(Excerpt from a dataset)

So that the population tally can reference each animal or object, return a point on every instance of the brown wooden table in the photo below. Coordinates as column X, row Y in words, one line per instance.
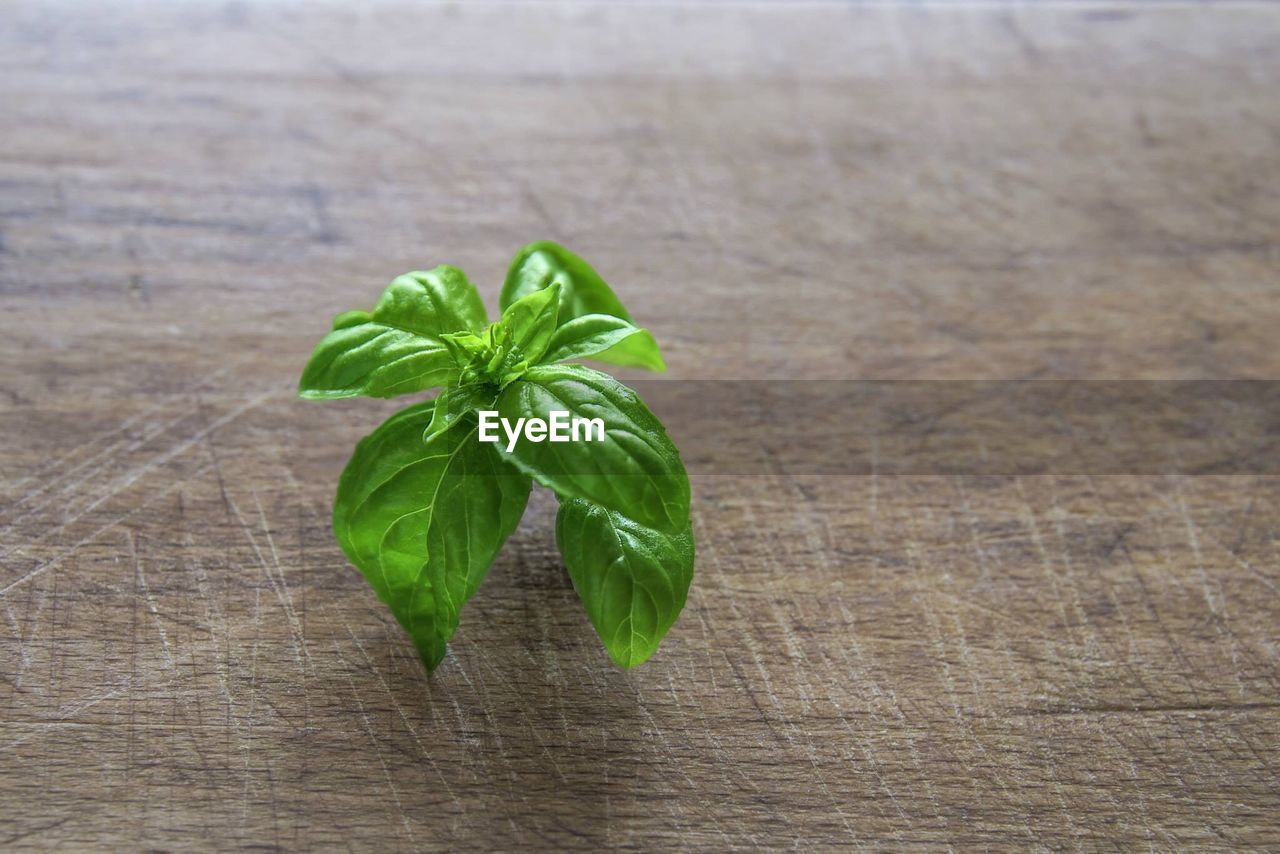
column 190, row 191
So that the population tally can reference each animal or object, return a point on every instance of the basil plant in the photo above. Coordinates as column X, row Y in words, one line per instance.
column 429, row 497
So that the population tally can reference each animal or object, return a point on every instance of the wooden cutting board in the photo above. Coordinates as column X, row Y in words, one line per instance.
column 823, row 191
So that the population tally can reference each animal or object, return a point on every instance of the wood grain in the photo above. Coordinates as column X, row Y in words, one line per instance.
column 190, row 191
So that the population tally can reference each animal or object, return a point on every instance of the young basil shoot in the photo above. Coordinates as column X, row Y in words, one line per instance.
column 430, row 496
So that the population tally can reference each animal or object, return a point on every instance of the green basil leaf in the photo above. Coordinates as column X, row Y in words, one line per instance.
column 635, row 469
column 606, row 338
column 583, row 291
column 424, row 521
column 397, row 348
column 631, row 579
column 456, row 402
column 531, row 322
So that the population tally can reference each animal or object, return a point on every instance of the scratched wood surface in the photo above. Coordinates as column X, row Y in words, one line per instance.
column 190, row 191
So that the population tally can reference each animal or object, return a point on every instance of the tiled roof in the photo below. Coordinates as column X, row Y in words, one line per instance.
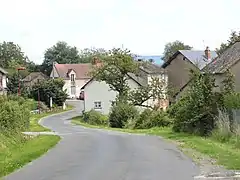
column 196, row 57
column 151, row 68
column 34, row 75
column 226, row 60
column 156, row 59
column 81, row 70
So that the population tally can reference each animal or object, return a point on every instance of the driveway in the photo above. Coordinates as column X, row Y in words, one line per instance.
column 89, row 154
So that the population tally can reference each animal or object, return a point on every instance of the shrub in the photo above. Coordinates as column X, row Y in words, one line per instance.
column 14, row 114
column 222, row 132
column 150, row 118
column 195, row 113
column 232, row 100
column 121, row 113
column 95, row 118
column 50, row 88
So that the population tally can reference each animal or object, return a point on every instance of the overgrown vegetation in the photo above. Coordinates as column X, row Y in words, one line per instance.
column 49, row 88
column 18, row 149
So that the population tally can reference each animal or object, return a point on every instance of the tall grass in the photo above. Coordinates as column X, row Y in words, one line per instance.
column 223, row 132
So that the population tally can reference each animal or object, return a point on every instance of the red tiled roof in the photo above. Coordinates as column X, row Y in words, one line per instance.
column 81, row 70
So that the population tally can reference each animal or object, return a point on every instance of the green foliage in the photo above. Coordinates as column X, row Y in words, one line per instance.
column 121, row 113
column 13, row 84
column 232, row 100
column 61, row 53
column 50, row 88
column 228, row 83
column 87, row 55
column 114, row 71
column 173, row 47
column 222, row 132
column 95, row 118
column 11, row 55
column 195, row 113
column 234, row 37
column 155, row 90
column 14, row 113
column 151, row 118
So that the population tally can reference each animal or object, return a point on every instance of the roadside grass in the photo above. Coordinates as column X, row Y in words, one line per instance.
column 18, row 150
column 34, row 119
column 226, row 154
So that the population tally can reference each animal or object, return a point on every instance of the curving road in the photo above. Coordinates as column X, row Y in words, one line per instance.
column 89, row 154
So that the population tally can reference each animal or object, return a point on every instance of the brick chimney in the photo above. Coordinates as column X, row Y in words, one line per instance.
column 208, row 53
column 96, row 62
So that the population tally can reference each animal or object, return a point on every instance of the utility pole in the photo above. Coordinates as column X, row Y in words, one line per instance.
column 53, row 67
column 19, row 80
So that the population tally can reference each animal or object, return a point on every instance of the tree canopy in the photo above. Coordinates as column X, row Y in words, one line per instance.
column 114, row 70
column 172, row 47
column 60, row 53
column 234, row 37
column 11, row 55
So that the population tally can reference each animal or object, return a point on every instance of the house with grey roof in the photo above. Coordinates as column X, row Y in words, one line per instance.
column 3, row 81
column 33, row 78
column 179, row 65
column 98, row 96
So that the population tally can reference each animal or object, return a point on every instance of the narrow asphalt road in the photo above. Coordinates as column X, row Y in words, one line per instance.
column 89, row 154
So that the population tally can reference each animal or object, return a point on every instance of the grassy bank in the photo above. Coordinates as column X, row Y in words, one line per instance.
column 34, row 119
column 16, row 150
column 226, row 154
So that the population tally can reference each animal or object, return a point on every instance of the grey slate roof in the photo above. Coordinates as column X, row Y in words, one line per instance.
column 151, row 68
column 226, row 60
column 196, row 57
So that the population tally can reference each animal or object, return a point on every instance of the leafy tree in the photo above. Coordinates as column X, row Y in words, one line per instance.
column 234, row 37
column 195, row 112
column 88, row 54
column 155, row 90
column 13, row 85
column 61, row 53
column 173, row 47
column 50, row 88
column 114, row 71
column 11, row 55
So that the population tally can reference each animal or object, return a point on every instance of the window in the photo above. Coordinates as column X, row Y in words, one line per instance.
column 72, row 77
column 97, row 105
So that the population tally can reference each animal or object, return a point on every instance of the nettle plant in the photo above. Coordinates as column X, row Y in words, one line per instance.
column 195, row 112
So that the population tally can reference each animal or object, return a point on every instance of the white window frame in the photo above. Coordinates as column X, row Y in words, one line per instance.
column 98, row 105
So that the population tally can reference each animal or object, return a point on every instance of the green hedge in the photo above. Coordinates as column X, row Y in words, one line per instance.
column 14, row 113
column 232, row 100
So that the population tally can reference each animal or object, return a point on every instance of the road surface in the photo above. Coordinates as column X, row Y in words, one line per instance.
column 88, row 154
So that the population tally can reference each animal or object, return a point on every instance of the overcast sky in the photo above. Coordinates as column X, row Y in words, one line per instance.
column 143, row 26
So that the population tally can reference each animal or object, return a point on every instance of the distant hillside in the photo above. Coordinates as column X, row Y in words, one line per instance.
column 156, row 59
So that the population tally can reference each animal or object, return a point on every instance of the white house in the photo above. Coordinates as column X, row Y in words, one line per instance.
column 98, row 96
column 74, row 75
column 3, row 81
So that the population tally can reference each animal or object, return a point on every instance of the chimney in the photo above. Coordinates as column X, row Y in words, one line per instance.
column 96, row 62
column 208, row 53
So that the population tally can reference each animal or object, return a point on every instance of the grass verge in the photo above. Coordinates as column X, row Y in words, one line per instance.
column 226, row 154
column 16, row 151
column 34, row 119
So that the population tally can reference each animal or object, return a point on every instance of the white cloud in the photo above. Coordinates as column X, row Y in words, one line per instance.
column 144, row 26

The request
Repeat the material exactly as it reads, without any of its pictures.

Written reply
So that the population tally can reference each animal or object, return a point on every instance of the brown wooden table in the photo below. Coordinates as column X, row Y in words, one line per instance.
column 190, row 191
So that the population tally can reference each animal or object, return a point on every instance of the basil plant in the photo above. Coordinates as column X, row Y in words, one line per instance.
column 429, row 497
So that the population tally can reference each animal or object, return a point on every instance of the wooden cutting board in the photo above. Coordinates as column X, row Y in words, one line per instance.
column 823, row 191
So that the population tally can reference each animal or object, return a point on every instance of the wood grain in the photo above. Coordinates as column X, row Y in words, one line per instance.
column 190, row 191
So that the population tally can reference each animal or object, return a point on every instance of the young basil shoot in the photo above. Coordinates as column X, row Y in words, one line per instance.
column 430, row 496
So that the population tally can reference each animal or object, return a point on every instance of the green basil leaf in the photo above. Coordinates as column X, row Y in words, one line per instance.
column 635, row 469
column 606, row 338
column 583, row 291
column 424, row 521
column 397, row 348
column 631, row 579
column 456, row 402
column 531, row 322
So that the population tally can reference each animal or object, return a point on every instance of the scratched wood surface in the photo above. Coordinates as column X, row Y in words, one line per instance.
column 190, row 191
So that the population tally can reference each animal or object, return a point on every instance of the tiled roof in the photo below. Coordinates as column X, row Y in words, one line per instance.
column 196, row 57
column 151, row 68
column 34, row 75
column 226, row 60
column 156, row 59
column 81, row 70
So that the population tally can reference each animal or object, return a point on every instance of the driveway in the photo above. Coordinates as column X, row Y in words, one line per instance.
column 89, row 154
So that the population tally can reference each animal or object, return a point on every instance of the shrub in the photo above. Coordinates as column X, row Y in words, one line per instance.
column 14, row 114
column 222, row 132
column 150, row 118
column 195, row 113
column 232, row 100
column 121, row 113
column 95, row 118
column 50, row 88
So that the population tally can reference each animal or object, return a point on every instance of the overgrown vegetation in the photo above. Coordinates as column X, row Y in words, one line per instance.
column 49, row 88
column 18, row 149
So that the population tally can reference each animal or object, return a point on every instance of the tall grass in the photo above. Coordinates as column X, row Y in words, one line per instance.
column 223, row 132
So that the population tally can reference each animal or object, return a point on every instance of the red tiled roof in the photo above. Coordinates as column X, row Y in words, one line per instance.
column 81, row 70
So that the population tally can reference each animal or object, return a point on every instance of the green foliage in the photo above. Coordinates as column X, row Y in words, one line per instance.
column 121, row 113
column 13, row 84
column 232, row 100
column 61, row 53
column 50, row 88
column 228, row 83
column 87, row 55
column 114, row 71
column 173, row 47
column 222, row 132
column 95, row 118
column 11, row 55
column 195, row 113
column 234, row 37
column 155, row 90
column 14, row 113
column 151, row 118
So that the population tally can reference each animal or object, return a point on every instance of the roadside grass in the photo above. Coordinates as column X, row Y in words, one line per instance.
column 18, row 150
column 34, row 119
column 226, row 154
So that the population tally can reference each animal or object, return a point on every instance of the curving road in the photo above. Coordinates as column X, row Y in words, one line per instance.
column 89, row 154
So that the population tally can reference each animal or object, return a point on every instance of the brick chimney in the photo above. Coordinates as column X, row Y in words, one line per instance.
column 208, row 53
column 96, row 62
So that the population tally can reference each animal or object, return a point on every instance of the utility pole in the photo above. Coordinates as column X, row Y in words, one line per instance.
column 53, row 67
column 19, row 80
So that the population tally can reference each animal or object, return a point on every instance of the tree canopy in the photo above. Coordinates as column X, row Y in words, one line per instance.
column 114, row 70
column 172, row 47
column 60, row 53
column 234, row 37
column 11, row 55
So that the population tally can reference each animal or object, return a point on every instance of the house with grey roof in the photo above. Coordinates as column X, row Y in words, one line per instance.
column 3, row 81
column 33, row 78
column 179, row 65
column 98, row 96
So that the population tally can reference each animal or object, return a point on every instance of the narrow asphalt road in the photo above. Coordinates as column X, row Y in words, one line per instance.
column 89, row 154
So that the population tally can reference each animal or object, return a point on every instance of the grassy bank in the photo above. Coordinates as column X, row Y in words, one line per instance.
column 34, row 119
column 16, row 150
column 226, row 154
So that the population tally can reference each animal or object, return a point on every instance of the grey slate roof in the photo above. Coordinates as column X, row Y in words, one line per instance.
column 151, row 68
column 226, row 60
column 196, row 57
So that the population tally can reference each animal or object, return a point on every instance of the leafy tree in the photo above. Coordinates as column X, row Y in words, one line per instance.
column 234, row 37
column 195, row 112
column 88, row 54
column 155, row 90
column 13, row 85
column 61, row 53
column 173, row 47
column 50, row 88
column 114, row 71
column 11, row 55
So that the population tally can reference each animal or object, return a point on every instance of the window in the photo above. Coordinates as column X, row Y in words, one line per instance.
column 72, row 77
column 97, row 105
So that the population tally can reference each animal or object, return a point on every instance of the nettle plant in the photo above. Coordinates as column X, row Y in words, one line per instance.
column 195, row 112
So that the population tally can reference each animal or object, return a point on every instance of the white window frame in the photo above. Coordinates as column X, row Y in words, one line per instance.
column 98, row 105
So that the population tally can reference each animal or object, return a point on every instance of the green hedge in the photo above. Coordinates as column X, row Y in words, one line per instance.
column 14, row 113
column 232, row 100
So that the population tally can reference each animal or object, return a point on every instance of the road surface in the photo above. Coordinates as column X, row Y in words, one line per instance.
column 88, row 154
So that the population tally can reference each animal or object, return a point on every instance of the overcast sky in the photo above. Coordinates as column X, row Y in words, one line per instance.
column 143, row 26
So that the population tally can reference each animal or object, return a point on every instance of the distant hillside in the photo above. Coordinates as column X, row Y in words, one line per instance.
column 156, row 59
So that the population tally can reference each animal or object, return a point on every instance of the white house in the photo above. Coordinates as column X, row Y in words, one line per instance.
column 98, row 96
column 74, row 75
column 3, row 81
So that the population tally can reference each animal or object, return a point on every instance of the chimney in the photo above. Coordinates as column X, row Y in words, one line per instance.
column 96, row 62
column 208, row 53
So that the population tally can reference each animal or object, return a point on every instance of the grass verge in the photo above. Coordinates as column X, row Y in words, one line per instance.
column 226, row 154
column 16, row 151
column 34, row 119
So that the population tally can reference each animal or object, return a point on every instance of the white cloud in the photo above. Coordinates as column X, row Y in words, one line per instance.
column 144, row 26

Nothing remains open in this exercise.